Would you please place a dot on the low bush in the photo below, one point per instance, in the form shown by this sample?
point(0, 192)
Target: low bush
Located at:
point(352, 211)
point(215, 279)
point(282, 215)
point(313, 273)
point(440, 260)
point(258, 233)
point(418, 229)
--------------------------------
**Exercise prompt**
Reproduce the data above line for line, without changing anything.

**Correct result**
Would you please place a dot on the low bush in the photo below, one point per instance, in the form shown by this sample?
point(0, 192)
Target: low bush
Located at:
point(352, 211)
point(215, 279)
point(282, 215)
point(313, 273)
point(440, 260)
point(258, 233)
point(418, 229)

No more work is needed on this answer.